#### TASKS TO COMPLETE:
1. Answer from the book discussion about Lise:
(a) What is the only thing the writer says we are told about Lise and her background?
(b) Why does Lise say she always travels light?
(c) What does Lise tell the Yin and Yang diet man on the plane when he asks whether she has flown very often?
2. Please carry the book discussion about Lise forward from its final sentence.

#### TEXT BLOCK:
.....

I do not think it is ever stated. I am pretty sure they never say where she herself is from, but I am not certain if they mention where she is. But I don't recall it ever being said.
Actually it is kind of interesting that the only thing we are told about Lise and her background is that she is not an American. I wonder what is the significance of that? I think it comes up more than once in the book.
Also I thought it was curious that Lise mentions what an experienced traveler she is, and that she always travels light becasue she knows whatever she needs she can buy on the other side but than when the Yin and Yang diet guy on the plane asks her if she has flown very often she tells him no.
In spite of the fact that Lisa does tend to jabber on a bit and that she can be seen as "unreliable" in her clear eccentricity and seemingly instability, for some reason there was something about that contradiction struck out at me.

.....

#### RECORDS PROVIDED:
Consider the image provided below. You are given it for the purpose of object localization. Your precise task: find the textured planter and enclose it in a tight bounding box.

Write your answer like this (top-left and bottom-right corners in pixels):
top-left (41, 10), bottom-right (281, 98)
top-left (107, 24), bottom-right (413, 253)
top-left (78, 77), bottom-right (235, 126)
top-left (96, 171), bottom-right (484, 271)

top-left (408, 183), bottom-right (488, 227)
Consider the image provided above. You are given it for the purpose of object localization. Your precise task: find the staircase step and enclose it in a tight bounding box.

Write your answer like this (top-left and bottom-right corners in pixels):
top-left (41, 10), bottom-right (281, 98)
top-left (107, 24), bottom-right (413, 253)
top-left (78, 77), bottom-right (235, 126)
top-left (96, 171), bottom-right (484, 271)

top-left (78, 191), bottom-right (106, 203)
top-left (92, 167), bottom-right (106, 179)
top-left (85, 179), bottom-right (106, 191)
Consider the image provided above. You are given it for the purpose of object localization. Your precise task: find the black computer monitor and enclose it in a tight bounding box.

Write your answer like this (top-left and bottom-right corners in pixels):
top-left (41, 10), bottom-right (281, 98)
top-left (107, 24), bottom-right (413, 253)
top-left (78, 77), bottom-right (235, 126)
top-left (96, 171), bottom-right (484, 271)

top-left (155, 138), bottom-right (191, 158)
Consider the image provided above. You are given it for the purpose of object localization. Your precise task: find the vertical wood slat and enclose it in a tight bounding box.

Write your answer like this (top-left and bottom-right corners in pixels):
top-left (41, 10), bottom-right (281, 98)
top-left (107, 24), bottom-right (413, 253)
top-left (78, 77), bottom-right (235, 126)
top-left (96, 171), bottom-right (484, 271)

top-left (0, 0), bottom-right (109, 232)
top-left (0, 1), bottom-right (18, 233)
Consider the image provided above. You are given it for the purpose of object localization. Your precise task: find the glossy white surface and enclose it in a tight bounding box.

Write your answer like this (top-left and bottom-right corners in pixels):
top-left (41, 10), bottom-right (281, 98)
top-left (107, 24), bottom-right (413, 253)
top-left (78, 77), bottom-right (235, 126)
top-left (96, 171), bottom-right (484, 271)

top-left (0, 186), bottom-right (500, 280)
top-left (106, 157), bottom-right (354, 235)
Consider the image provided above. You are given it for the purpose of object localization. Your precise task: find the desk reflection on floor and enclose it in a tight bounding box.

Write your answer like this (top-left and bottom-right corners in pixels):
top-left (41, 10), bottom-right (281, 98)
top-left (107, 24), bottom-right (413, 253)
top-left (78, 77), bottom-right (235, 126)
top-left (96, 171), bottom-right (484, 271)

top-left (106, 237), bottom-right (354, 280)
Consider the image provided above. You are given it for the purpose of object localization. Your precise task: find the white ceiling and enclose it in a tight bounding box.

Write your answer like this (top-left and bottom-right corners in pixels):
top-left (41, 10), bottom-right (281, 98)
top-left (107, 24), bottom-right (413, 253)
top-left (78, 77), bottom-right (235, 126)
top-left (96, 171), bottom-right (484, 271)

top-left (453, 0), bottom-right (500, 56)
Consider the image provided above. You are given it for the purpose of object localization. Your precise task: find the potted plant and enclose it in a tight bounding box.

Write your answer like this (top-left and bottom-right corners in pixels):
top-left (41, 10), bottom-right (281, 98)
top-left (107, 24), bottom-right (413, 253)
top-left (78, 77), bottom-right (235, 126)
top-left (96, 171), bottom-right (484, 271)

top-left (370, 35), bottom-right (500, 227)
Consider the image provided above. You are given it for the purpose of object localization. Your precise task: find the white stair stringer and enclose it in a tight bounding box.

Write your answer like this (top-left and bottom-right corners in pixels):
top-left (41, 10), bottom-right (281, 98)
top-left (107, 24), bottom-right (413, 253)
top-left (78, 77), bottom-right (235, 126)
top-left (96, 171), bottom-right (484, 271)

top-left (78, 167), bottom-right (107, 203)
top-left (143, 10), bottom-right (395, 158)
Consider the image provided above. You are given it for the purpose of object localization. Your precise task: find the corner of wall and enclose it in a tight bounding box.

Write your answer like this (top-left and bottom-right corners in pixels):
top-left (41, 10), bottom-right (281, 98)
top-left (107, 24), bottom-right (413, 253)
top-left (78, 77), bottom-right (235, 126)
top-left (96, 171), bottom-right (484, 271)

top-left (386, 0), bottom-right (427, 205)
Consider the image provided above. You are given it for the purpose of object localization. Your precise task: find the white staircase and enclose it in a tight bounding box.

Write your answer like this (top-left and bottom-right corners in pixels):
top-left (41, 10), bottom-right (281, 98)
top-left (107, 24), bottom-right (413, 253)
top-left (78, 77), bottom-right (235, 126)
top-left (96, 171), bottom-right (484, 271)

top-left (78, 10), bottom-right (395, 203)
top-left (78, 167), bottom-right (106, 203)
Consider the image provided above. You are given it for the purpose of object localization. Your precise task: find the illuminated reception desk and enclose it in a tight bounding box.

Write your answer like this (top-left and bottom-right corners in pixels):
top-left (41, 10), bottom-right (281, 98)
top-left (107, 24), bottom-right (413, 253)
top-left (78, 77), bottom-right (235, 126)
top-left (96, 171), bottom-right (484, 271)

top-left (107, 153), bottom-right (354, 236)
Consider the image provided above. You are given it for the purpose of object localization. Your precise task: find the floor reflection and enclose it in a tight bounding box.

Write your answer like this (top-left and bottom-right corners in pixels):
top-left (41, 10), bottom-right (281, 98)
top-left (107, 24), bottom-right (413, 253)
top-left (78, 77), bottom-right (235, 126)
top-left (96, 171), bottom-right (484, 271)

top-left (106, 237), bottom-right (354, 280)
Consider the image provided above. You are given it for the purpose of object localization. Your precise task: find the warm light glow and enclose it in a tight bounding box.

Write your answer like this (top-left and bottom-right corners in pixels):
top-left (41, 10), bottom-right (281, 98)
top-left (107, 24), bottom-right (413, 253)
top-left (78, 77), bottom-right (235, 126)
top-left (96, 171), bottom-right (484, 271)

.....

#### RESPONSES TO THE EXERCISE:
1.
(a) That she is not an American.
(b) Because she knows she can buy whatever she needs on the other side.
(c) She tells him no.

2.
Maybe that was meant to be another clue dropped to the reader about the outcome. Her explanation for why she does appear at the airport with little or no luggage deficits suspicion this might rise within both the reader as well as the people at the airport, so that one never suspects that Lise consciously has any plans of never coming back, but than the author reveals the lie of that comment to give the reader pause but than becasue of the way Lise is you do not really make that much of it becasue you already know that she is strange and does like to ramble on a lot.

I don't think they say exactly where Lise goes though for some reason I had the impression it may have been Italy. She speaks English, Danish, French, and Italian.
I must be the lone reader that thought Lise was somewhat methodical and rational. It seemed to me that every single thing she did was designed to draw attention to herself so as to leave clues, like a trail of breadcrumbs for the police to put together. I put down to careful planning the loud clothing, bright book, disruptive commments, leaving possessions in cars, etc. Now that I think about it it almost looks like she was trying to take revenge/cast suspicion on as many men as possible.
Because of this I had assumed that Lise had arranged to hire a hitman to kill her until the very moment of her murder.
I got a kick out of the airport and airplane scenes. I had to go and check out the date of publication to make sure this wasn't some kind of alternate universe. I started wondering when a vendor was selling souvenir letter openers that people could take with them on the plane. Then when the people were actually served food on board and could smoke it was deja vu all over again.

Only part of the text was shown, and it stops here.